### Set problem
Repeat word for word the passage in the article about the Darkness below, from "Andy Warhol’s prediction" to "2004’s BRIT Awards.".

***** Provided passage

The Darkness descends on Singapore

 

 

Andy Warhol’s prediction that one day everyone would be famous for 15 minutes seems cruelly appropriate when I think about English glam rock / metal band the Darkness.  In 2003 they released their debut album Permission to Land and for the next year they were huge. The album went platinum and the band racked up three awards – Best British Group, Best British Rock Act and Best British Album – at 2004’s BRIT Awards.

 

But then…  Suddenly, they weren’t huge.  Their second album One Way Ticket to Hell… and Back (2005) being a flop and their singer and lead guitarist Justin Hawkins quitting the band after struggling with drug and alcohol addiction didn’t help, though overall they gave the impression their popularity would be brief.  With the over-the-top theatricality of their music – crowned by Hawkins’ falsetto vocals – and the cartoonish-ness of their videos and general image, the band obviously didn’t take themselves seriously, which was admirable.  Alas, there’s a problem with presenting yourself as something of a joke, i.e., even the funniest joke in the world stops being funny when you’ve heard it a number of times.

 

For the record, I should say I liked One Way Ticket to Hell… and Back, if only for its title track, which contained the immortal lyrics: “The first line hit me like a kick in the face / Thought I better have another one just in case…”  I also liked them because they came from Lowestoft, the rather rough-and-ready seaside resort in County Suffolk.  I was spending much of my time in Suffolk when, temporarily, they hit the big time.  Indeed, at the height of their celebrity, they threatened to buy big, fancy houses in Southwold, the more upmarket, snootier seaside resort a few miles along the coast from Lowestoft – a threat some Southwolders took seriously.  I seem to recall a newspaper article where the journalist visited Southwold and interviewed some locals about the prospect of having Justin Hawkins and co. as residents.  One old lady expressed her disapproval of them because they ‘had tattoos’.

**********
***** Stored records

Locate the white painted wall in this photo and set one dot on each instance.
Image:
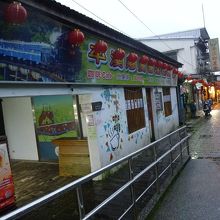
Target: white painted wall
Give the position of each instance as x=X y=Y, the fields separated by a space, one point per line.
x=186 y=51
x=105 y=144
x=19 y=127
x=165 y=125
x=112 y=145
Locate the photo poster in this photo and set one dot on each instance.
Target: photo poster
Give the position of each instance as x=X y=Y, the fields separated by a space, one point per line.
x=54 y=118
x=46 y=54
x=7 y=193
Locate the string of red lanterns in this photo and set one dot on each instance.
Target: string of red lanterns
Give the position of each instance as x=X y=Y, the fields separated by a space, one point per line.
x=15 y=13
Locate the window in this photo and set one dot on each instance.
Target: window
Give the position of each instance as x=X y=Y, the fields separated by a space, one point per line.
x=167 y=101
x=134 y=109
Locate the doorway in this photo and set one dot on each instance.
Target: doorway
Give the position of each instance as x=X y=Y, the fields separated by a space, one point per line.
x=150 y=114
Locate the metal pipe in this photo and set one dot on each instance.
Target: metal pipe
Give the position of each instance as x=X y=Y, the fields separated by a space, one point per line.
x=45 y=199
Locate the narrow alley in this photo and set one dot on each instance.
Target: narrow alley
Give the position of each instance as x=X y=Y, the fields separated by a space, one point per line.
x=195 y=194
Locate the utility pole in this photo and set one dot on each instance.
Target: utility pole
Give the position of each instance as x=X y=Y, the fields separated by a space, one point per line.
x=203 y=14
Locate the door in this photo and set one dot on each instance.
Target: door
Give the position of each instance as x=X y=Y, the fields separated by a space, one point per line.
x=150 y=114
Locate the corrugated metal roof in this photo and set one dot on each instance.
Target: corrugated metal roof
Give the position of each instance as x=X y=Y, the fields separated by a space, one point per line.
x=71 y=17
x=190 y=34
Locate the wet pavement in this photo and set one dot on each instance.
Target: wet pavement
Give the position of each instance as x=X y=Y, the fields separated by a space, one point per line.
x=195 y=194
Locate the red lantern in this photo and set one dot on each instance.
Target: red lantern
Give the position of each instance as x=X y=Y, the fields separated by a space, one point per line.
x=194 y=82
x=152 y=62
x=170 y=67
x=180 y=75
x=144 y=59
x=165 y=66
x=159 y=64
x=175 y=71
x=100 y=47
x=189 y=78
x=132 y=57
x=119 y=54
x=15 y=13
x=76 y=37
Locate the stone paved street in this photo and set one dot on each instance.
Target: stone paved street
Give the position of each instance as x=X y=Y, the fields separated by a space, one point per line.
x=195 y=194
x=205 y=142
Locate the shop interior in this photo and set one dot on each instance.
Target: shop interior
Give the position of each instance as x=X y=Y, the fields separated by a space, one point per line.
x=34 y=174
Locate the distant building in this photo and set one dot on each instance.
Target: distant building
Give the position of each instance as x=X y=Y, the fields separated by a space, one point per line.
x=187 y=47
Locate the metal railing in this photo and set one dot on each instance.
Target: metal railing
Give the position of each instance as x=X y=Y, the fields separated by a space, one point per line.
x=177 y=148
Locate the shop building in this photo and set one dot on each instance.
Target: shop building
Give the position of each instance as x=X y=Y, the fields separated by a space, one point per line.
x=191 y=48
x=72 y=87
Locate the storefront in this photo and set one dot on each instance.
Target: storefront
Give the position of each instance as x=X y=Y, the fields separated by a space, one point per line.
x=73 y=88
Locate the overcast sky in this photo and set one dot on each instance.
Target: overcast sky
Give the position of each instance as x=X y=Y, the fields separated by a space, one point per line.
x=159 y=16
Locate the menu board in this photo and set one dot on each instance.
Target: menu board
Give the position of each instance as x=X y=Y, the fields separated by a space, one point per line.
x=7 y=196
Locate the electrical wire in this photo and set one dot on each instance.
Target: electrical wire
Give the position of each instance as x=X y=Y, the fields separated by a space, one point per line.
x=152 y=31
x=126 y=33
x=100 y=18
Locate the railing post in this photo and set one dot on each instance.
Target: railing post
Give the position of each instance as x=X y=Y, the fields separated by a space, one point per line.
x=156 y=169
x=171 y=156
x=80 y=202
x=131 y=175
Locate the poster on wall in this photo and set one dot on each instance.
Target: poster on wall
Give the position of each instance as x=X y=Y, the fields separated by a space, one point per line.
x=50 y=52
x=54 y=118
x=7 y=196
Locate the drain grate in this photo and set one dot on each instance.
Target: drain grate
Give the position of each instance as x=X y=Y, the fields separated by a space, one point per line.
x=206 y=135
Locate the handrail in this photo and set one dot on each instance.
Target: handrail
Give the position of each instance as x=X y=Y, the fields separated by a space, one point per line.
x=77 y=183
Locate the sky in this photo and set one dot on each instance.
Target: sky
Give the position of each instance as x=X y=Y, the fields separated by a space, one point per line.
x=158 y=16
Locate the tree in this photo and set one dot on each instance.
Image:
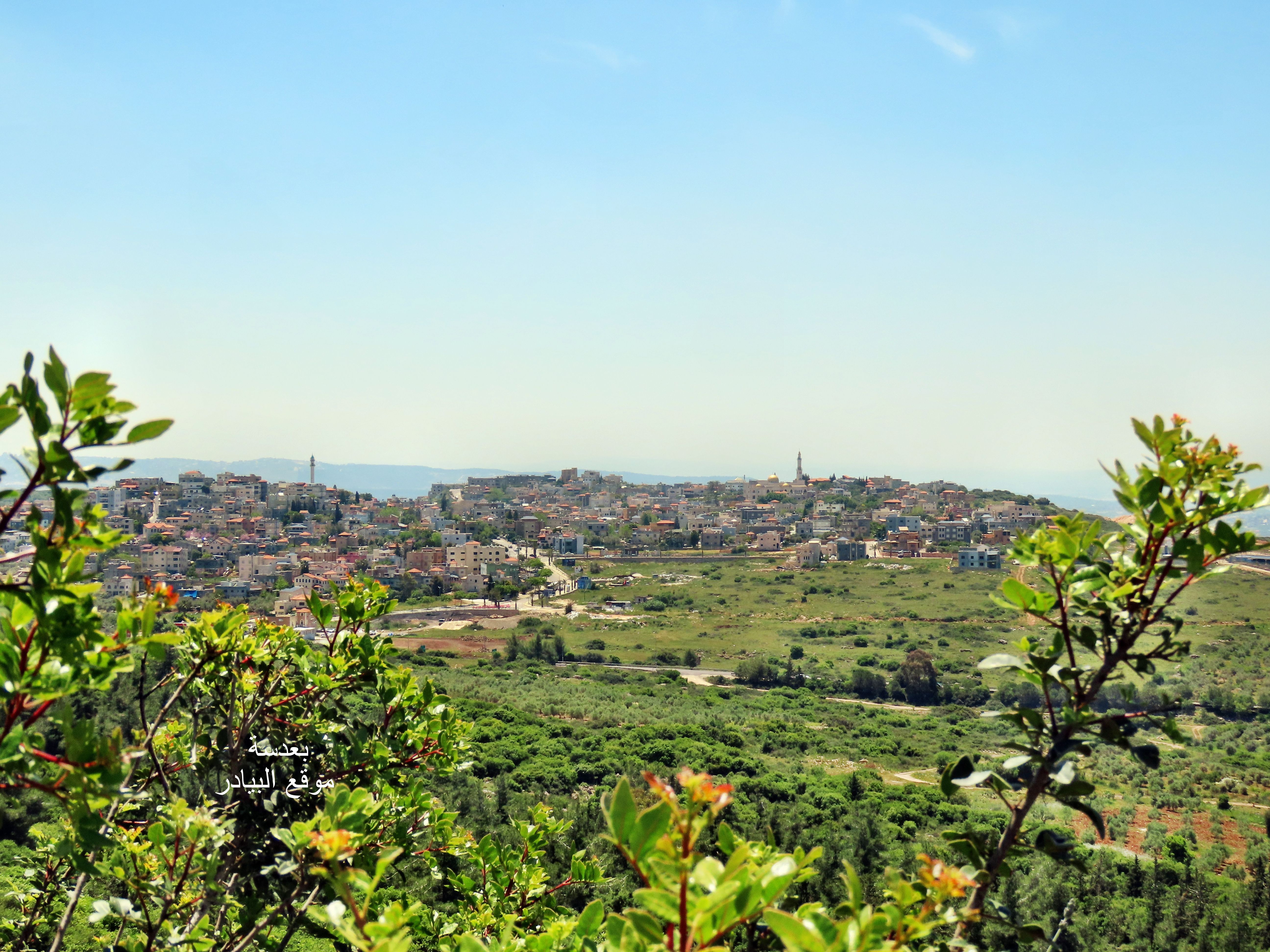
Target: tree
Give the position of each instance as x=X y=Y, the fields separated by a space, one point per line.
x=916 y=676
x=1104 y=603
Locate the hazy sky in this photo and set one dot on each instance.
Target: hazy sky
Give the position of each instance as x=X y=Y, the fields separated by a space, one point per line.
x=928 y=239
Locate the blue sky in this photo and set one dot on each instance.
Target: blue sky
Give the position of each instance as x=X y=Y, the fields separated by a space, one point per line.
x=931 y=239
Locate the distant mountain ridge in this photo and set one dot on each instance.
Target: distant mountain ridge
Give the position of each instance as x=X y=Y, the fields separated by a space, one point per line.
x=378 y=479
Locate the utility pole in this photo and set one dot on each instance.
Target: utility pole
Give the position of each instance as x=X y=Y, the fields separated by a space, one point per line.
x=1062 y=925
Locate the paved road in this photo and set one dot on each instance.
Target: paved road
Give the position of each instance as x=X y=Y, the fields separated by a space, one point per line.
x=694 y=676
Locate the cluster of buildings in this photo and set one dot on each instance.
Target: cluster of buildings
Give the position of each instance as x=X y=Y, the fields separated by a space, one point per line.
x=241 y=535
x=808 y=518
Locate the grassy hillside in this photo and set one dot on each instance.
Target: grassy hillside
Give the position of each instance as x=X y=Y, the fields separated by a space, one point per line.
x=844 y=616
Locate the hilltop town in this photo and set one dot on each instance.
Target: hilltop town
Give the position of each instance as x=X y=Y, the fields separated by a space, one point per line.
x=242 y=539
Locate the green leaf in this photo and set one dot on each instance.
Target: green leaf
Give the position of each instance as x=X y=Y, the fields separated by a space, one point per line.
x=591 y=919
x=8 y=417
x=792 y=932
x=726 y=838
x=55 y=376
x=622 y=813
x=148 y=431
x=660 y=903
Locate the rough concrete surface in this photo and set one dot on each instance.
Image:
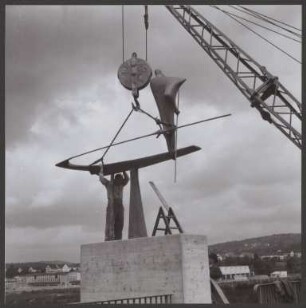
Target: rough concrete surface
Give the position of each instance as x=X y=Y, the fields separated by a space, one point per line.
x=172 y=264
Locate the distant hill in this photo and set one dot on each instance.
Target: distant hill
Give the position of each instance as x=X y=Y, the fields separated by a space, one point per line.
x=265 y=245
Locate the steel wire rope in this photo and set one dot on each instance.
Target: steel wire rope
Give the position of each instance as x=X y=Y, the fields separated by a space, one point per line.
x=122 y=30
x=274 y=45
x=146 y=22
x=269 y=29
x=267 y=18
x=257 y=15
x=175 y=150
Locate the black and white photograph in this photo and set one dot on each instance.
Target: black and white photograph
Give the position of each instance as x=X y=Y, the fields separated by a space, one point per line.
x=153 y=154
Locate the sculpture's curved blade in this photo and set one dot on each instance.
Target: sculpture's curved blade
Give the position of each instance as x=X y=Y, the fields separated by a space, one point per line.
x=129 y=164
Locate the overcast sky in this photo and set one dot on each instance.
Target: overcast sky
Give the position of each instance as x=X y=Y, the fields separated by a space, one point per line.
x=63 y=98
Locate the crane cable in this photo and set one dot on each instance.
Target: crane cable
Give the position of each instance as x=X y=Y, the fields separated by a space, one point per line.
x=268 y=19
x=146 y=22
x=269 y=29
x=176 y=124
x=122 y=29
x=280 y=49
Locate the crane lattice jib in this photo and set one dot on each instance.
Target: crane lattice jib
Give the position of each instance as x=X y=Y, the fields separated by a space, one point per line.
x=274 y=102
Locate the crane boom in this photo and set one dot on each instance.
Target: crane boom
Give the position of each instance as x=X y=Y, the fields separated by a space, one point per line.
x=274 y=102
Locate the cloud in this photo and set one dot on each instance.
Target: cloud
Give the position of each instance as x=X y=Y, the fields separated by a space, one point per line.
x=63 y=98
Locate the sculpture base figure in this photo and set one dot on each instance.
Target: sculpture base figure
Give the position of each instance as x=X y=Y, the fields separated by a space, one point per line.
x=114 y=220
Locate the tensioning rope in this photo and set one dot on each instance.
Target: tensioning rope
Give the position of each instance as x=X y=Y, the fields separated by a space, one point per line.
x=118 y=132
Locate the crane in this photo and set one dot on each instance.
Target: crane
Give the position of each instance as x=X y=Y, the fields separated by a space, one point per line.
x=274 y=102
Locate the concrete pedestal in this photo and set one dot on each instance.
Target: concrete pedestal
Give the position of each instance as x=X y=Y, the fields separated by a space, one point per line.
x=171 y=264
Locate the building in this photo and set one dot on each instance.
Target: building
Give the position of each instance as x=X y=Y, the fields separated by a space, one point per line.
x=279 y=274
x=53 y=269
x=32 y=270
x=235 y=272
x=66 y=269
x=45 y=279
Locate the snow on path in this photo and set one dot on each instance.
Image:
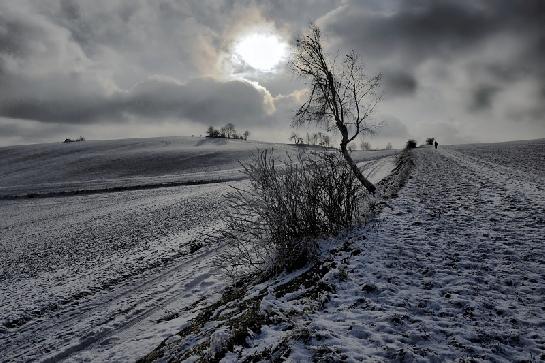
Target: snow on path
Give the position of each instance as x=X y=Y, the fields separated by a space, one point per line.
x=107 y=277
x=455 y=270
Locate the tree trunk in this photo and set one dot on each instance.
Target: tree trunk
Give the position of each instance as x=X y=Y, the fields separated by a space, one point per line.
x=366 y=183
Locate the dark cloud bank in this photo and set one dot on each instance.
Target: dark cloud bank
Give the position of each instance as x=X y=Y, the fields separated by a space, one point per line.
x=464 y=70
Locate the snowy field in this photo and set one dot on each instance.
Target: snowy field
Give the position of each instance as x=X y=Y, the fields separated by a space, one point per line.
x=452 y=270
x=104 y=262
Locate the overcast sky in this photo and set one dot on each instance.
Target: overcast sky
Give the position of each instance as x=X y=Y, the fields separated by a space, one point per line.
x=462 y=71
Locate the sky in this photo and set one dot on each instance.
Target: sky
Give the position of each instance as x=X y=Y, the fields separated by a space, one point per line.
x=462 y=71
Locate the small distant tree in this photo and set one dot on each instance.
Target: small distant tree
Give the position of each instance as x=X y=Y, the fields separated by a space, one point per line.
x=411 y=144
x=297 y=140
x=229 y=130
x=210 y=132
x=341 y=96
x=365 y=145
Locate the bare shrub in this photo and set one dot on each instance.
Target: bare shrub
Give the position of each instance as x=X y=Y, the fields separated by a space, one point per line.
x=273 y=225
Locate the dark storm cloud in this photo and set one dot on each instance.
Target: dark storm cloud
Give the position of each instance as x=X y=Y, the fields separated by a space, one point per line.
x=200 y=100
x=79 y=62
x=396 y=39
x=398 y=83
x=482 y=97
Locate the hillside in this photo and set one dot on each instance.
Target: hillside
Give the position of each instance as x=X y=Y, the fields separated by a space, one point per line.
x=128 y=163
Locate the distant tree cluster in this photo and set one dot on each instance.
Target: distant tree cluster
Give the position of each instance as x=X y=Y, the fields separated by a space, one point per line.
x=313 y=139
x=411 y=144
x=69 y=140
x=227 y=132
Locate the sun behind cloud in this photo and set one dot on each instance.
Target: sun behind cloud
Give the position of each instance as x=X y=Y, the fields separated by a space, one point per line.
x=261 y=51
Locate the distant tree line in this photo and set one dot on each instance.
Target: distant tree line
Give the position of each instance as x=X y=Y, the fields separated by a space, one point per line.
x=313 y=139
x=227 y=132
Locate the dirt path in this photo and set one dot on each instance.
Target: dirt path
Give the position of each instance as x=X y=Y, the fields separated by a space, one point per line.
x=455 y=270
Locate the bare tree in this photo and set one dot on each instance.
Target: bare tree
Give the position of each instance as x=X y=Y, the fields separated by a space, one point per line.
x=341 y=97
x=229 y=130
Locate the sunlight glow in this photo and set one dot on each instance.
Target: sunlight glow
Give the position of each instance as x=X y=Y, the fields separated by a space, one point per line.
x=260 y=51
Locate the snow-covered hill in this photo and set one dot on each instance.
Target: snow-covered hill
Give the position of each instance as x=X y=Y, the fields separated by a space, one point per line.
x=453 y=270
x=127 y=164
x=108 y=275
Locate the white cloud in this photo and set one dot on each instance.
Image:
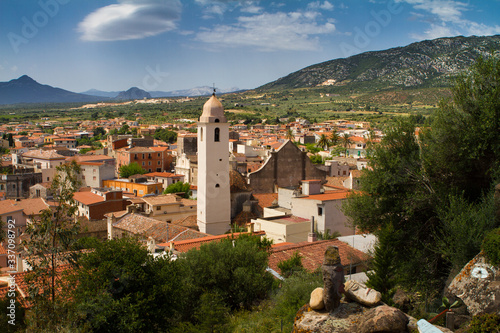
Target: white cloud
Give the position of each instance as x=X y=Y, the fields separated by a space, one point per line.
x=318 y=5
x=269 y=32
x=130 y=19
x=251 y=9
x=446 y=19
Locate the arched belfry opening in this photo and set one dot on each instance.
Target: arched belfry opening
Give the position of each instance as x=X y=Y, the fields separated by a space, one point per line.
x=217 y=134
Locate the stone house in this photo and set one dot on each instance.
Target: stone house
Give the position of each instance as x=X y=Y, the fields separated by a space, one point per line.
x=284 y=167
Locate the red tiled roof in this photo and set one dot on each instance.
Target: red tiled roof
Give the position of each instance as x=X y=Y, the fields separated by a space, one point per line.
x=87 y=198
x=162 y=174
x=184 y=246
x=336 y=195
x=312 y=254
x=265 y=199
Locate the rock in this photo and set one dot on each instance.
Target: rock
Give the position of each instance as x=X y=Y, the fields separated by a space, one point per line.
x=333 y=278
x=401 y=300
x=478 y=286
x=360 y=293
x=342 y=320
x=383 y=319
x=316 y=301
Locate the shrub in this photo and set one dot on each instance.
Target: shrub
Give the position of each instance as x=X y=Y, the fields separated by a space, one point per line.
x=485 y=323
x=491 y=246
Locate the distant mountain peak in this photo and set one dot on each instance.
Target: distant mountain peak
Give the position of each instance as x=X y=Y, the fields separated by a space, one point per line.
x=429 y=63
x=133 y=93
x=25 y=79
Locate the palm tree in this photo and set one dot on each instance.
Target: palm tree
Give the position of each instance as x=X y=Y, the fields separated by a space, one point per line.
x=323 y=142
x=346 y=142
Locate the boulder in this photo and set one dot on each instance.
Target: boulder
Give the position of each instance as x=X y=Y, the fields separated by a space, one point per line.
x=333 y=278
x=383 y=319
x=401 y=300
x=358 y=292
x=316 y=301
x=478 y=286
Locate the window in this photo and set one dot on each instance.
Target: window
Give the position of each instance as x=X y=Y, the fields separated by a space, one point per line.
x=216 y=134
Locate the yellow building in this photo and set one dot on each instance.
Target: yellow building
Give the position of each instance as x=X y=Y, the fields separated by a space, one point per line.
x=138 y=189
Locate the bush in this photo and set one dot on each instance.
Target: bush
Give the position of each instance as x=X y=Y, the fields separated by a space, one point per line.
x=491 y=246
x=278 y=313
x=485 y=323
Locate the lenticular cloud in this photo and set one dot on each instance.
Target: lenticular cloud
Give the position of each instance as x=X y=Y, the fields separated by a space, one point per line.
x=130 y=19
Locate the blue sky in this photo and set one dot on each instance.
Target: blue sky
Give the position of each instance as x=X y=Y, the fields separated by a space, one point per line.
x=171 y=44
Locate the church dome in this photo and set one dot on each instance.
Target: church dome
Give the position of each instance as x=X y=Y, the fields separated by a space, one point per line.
x=213 y=112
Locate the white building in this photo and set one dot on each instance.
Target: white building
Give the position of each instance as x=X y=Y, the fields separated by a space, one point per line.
x=214 y=203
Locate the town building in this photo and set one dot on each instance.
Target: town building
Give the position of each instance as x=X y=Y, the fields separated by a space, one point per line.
x=214 y=202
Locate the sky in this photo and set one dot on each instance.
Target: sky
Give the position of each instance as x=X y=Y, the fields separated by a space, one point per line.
x=167 y=45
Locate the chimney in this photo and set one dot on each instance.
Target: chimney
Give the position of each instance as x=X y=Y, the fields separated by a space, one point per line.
x=310 y=187
x=311 y=237
x=131 y=209
x=151 y=244
x=111 y=221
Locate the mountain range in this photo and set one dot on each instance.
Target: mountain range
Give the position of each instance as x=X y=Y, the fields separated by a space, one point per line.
x=26 y=90
x=430 y=63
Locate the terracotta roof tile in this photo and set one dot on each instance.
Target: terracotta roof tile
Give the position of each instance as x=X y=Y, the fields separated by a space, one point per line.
x=87 y=198
x=186 y=245
x=160 y=231
x=312 y=254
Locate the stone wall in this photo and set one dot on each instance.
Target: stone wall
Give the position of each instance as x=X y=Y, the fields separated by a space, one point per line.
x=286 y=167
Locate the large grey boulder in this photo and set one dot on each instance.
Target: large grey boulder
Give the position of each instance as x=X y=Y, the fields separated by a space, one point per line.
x=383 y=318
x=478 y=286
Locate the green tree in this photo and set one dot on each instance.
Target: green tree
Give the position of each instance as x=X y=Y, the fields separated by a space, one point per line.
x=48 y=248
x=131 y=169
x=334 y=138
x=323 y=142
x=233 y=269
x=434 y=189
x=463 y=147
x=179 y=187
x=122 y=288
x=99 y=132
x=346 y=141
x=165 y=135
x=383 y=274
x=316 y=159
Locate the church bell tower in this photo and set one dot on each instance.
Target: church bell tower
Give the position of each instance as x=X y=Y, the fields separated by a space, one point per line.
x=214 y=202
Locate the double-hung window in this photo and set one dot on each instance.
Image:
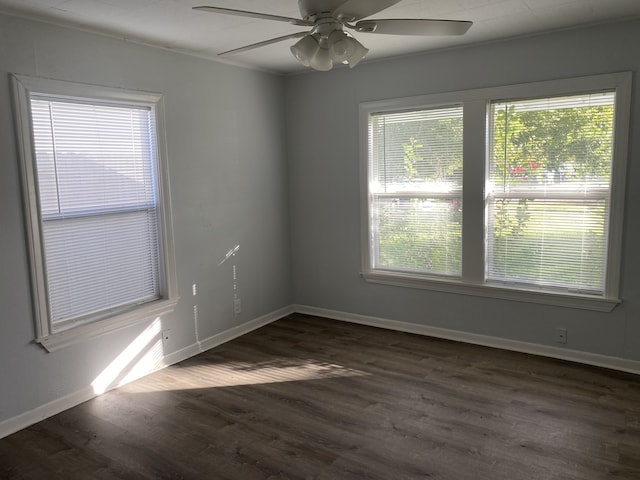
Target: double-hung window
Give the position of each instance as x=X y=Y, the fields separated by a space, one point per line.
x=512 y=192
x=97 y=207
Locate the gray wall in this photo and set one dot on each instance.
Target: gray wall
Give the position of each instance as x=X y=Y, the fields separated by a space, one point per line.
x=226 y=146
x=322 y=132
x=271 y=165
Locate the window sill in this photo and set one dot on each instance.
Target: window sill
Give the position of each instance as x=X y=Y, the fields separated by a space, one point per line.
x=585 y=302
x=89 y=331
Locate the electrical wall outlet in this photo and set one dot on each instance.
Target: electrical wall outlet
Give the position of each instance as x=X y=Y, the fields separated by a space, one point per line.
x=561 y=335
x=166 y=338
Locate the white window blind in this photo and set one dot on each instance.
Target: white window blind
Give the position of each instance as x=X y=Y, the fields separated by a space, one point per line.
x=550 y=171
x=95 y=166
x=415 y=190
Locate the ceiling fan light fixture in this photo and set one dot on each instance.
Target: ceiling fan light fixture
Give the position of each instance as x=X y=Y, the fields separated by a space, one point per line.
x=321 y=60
x=305 y=49
x=360 y=51
x=346 y=49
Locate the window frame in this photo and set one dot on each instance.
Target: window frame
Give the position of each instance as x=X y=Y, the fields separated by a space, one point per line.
x=23 y=88
x=476 y=107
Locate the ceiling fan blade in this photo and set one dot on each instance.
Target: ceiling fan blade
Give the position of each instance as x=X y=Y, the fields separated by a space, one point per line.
x=263 y=44
x=352 y=10
x=407 y=26
x=264 y=16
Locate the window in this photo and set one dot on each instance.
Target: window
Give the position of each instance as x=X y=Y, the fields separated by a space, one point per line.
x=512 y=192
x=416 y=190
x=97 y=207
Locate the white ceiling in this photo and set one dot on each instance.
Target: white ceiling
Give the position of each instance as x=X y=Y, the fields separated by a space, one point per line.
x=172 y=24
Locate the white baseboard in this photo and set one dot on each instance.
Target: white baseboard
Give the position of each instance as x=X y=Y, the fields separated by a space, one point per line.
x=23 y=420
x=14 y=424
x=615 y=363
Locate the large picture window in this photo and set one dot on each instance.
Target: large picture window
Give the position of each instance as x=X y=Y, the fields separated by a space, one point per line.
x=416 y=190
x=549 y=183
x=540 y=168
x=97 y=207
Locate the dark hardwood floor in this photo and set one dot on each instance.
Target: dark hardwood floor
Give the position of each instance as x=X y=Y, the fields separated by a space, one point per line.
x=311 y=398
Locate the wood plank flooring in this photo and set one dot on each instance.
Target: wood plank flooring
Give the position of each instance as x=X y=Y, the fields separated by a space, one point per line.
x=311 y=398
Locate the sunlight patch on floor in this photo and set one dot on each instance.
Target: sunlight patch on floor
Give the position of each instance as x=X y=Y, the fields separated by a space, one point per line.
x=230 y=374
x=141 y=357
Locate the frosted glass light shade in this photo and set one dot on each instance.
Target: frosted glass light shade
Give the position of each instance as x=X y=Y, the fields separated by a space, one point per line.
x=346 y=49
x=305 y=49
x=322 y=60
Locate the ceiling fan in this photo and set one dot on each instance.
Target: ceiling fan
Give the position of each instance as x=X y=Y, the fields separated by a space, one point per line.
x=327 y=42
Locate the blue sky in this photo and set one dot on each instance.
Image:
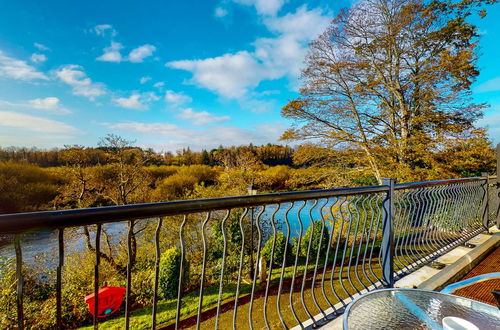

**********

### Task output
Andy Warhol’s prediction that one day everyone would be famous for 15 minutes seems cruelly appropriate when I think about English glam rock / metal band the Darkness.  In 2003 they released their debut album Permission to Land and for the next year they were huge. The album went platinum and the band racked up three awards – Best British Group, Best British Rock Act and Best British Album – at 2004’s BRIT Awards.